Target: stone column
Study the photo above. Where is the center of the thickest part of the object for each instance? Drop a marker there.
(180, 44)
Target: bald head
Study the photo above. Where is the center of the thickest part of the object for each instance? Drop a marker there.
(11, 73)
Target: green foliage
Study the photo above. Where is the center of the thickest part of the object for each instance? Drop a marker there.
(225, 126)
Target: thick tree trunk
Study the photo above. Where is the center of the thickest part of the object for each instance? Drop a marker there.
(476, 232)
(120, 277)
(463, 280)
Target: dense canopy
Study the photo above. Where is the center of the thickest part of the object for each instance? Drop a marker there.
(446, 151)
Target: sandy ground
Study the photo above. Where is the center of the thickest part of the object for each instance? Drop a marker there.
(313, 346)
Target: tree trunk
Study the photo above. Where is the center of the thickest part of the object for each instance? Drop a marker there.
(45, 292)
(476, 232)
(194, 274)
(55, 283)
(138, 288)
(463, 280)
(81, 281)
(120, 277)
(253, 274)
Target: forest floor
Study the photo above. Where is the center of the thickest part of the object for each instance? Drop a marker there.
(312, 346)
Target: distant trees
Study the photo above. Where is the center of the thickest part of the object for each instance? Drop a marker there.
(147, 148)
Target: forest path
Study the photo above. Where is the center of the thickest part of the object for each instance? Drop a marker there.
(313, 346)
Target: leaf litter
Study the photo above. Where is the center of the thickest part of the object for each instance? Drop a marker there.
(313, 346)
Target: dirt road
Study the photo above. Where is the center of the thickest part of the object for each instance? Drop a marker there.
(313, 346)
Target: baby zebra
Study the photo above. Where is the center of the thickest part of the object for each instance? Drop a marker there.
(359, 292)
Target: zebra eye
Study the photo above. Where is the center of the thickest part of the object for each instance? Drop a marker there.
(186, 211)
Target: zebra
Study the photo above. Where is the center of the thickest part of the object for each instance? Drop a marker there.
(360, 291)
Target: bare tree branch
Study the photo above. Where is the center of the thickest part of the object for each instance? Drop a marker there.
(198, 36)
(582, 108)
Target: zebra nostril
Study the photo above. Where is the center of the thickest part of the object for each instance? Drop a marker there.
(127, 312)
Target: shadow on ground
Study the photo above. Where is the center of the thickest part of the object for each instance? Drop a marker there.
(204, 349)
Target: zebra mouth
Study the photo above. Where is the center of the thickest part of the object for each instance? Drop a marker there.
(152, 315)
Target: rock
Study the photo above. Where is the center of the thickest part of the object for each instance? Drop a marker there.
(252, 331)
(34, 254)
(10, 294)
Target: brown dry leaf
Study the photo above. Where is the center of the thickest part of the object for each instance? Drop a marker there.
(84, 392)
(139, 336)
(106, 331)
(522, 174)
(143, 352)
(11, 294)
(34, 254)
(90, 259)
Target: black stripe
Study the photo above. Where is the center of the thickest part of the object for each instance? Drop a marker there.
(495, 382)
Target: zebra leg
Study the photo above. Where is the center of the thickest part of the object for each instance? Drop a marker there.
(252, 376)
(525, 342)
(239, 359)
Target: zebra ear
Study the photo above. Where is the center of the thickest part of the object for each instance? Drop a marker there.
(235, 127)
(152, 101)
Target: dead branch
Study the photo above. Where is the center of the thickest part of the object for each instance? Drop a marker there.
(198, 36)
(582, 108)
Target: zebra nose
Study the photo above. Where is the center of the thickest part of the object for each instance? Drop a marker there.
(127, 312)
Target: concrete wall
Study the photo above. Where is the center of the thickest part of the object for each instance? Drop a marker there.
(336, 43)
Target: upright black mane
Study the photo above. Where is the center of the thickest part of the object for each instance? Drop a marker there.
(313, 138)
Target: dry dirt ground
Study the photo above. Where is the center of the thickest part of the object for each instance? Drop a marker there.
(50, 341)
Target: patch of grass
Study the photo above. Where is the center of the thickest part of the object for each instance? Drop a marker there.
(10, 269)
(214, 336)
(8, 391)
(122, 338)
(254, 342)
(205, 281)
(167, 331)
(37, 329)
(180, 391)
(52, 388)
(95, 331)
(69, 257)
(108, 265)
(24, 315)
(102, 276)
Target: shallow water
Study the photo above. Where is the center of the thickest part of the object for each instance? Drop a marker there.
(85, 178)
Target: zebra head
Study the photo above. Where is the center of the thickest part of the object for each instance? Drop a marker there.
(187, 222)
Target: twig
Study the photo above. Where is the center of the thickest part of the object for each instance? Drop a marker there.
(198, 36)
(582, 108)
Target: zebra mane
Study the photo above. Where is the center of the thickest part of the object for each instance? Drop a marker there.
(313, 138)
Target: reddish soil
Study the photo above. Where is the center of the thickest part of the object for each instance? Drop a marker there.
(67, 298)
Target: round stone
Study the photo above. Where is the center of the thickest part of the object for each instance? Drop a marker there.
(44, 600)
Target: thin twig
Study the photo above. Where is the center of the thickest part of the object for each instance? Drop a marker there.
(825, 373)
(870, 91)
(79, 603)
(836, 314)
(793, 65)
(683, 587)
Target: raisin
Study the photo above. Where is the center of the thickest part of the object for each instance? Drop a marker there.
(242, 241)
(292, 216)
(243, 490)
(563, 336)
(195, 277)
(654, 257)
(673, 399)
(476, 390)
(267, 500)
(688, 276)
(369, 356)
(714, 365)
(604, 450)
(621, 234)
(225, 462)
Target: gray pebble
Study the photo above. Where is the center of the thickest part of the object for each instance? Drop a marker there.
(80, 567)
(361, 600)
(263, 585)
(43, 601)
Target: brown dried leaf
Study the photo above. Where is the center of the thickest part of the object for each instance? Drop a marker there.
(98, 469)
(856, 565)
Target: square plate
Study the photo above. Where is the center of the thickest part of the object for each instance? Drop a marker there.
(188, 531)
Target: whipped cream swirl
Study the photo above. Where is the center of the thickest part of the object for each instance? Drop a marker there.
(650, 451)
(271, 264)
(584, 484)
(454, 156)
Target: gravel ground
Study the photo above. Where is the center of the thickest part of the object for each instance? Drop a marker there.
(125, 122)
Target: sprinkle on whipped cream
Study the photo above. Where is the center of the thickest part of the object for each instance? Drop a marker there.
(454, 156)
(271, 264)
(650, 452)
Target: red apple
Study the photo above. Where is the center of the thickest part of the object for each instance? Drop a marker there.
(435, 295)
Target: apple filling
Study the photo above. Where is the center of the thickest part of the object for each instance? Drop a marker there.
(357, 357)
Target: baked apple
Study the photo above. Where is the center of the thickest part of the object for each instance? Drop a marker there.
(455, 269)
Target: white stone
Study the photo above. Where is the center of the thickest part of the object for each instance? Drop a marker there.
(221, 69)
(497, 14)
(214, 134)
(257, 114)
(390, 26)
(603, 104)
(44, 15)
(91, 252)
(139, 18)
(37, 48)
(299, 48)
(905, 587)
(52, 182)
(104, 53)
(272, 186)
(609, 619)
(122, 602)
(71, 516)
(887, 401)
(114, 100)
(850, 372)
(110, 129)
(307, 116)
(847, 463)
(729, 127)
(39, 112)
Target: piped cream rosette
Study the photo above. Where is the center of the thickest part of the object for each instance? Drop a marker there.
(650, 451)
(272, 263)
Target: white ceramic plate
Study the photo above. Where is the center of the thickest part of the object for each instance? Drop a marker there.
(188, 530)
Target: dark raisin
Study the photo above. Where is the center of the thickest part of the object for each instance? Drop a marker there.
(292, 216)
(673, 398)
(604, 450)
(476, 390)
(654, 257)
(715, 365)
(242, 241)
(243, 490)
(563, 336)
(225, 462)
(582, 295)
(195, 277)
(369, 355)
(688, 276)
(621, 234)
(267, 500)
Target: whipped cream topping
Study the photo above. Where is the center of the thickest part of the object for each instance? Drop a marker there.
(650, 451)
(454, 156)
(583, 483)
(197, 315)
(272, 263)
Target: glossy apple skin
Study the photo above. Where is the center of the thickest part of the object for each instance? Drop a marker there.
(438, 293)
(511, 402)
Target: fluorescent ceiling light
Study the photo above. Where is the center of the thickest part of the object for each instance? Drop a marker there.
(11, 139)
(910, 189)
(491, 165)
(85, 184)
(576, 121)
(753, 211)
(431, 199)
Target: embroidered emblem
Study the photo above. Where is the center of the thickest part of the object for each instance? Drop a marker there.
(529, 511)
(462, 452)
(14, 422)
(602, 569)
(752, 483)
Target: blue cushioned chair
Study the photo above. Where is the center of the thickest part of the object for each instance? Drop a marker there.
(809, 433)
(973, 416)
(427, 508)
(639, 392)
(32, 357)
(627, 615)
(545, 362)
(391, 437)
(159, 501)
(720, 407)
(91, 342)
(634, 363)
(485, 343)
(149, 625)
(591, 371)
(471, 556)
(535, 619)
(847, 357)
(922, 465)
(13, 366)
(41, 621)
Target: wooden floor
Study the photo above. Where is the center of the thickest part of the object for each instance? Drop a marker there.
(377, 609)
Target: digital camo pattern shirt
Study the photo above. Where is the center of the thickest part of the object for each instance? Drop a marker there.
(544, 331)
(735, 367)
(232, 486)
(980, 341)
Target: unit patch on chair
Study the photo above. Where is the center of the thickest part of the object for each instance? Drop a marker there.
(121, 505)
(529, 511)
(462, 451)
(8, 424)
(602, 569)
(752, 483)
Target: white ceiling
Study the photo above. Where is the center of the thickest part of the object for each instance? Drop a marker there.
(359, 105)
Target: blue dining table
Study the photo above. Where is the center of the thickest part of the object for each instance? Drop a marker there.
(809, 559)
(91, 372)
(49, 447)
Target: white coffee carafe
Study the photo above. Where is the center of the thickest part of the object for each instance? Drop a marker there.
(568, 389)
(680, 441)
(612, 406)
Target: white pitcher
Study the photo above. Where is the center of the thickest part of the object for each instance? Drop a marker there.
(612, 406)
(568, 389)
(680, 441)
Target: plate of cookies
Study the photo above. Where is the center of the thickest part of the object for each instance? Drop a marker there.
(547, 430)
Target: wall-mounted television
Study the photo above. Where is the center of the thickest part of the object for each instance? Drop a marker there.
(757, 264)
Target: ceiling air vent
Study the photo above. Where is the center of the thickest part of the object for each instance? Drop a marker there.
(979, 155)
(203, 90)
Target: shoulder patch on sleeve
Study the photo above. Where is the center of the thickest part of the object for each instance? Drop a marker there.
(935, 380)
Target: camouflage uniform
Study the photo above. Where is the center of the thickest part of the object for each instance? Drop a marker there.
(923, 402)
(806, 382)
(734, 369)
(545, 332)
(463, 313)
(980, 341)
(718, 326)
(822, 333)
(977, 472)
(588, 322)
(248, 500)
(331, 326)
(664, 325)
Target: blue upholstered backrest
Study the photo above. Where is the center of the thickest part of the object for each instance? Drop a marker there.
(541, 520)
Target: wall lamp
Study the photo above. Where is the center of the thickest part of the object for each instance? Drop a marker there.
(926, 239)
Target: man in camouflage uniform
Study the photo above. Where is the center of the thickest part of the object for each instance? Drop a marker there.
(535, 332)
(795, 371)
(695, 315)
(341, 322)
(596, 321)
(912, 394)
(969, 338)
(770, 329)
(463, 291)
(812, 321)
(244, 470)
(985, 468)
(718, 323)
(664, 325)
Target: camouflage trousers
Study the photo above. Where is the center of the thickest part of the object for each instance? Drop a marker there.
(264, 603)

# # # #

OBJECTIVE :: Extract, exactly as they appear, the lines from the one containing "Target: shoulder patch on sleeve" through the final line.

EXERCISE SOLUTION ::
Target: shoulder patch on sleeve
Study the photo above. Where is the center of the thickest part of the object for each instance? Drop a marker there.
(935, 380)
Target: camouflage uniform
Study the photo above. Where is the center of the thickest part of the object for each instance? Drop a marker there.
(923, 402)
(806, 382)
(734, 369)
(545, 332)
(463, 313)
(980, 341)
(718, 326)
(822, 333)
(977, 472)
(588, 322)
(248, 500)
(331, 326)
(664, 325)
Target: blue upholstered backrest
Study the photo above. Where is the center of the thickest part of the object for each instance? Drop a marker there.
(541, 520)
Target: wall lamp
Study the photo above. Where is the center of the thickest part of the object for each instance? Drop a marker there.
(926, 239)
Target: man in camouflage uniform
Study the photo above. Where is the center of the thickest part of the object for each instance? Drop a marker there.
(535, 332)
(795, 371)
(695, 315)
(341, 322)
(596, 321)
(912, 394)
(969, 338)
(770, 329)
(463, 291)
(812, 321)
(244, 470)
(985, 468)
(718, 323)
(664, 325)
Target: camouflage trousers
Study the photo above. Where is the center of the thickest part of the object for each instance? Drop a marker there.
(264, 603)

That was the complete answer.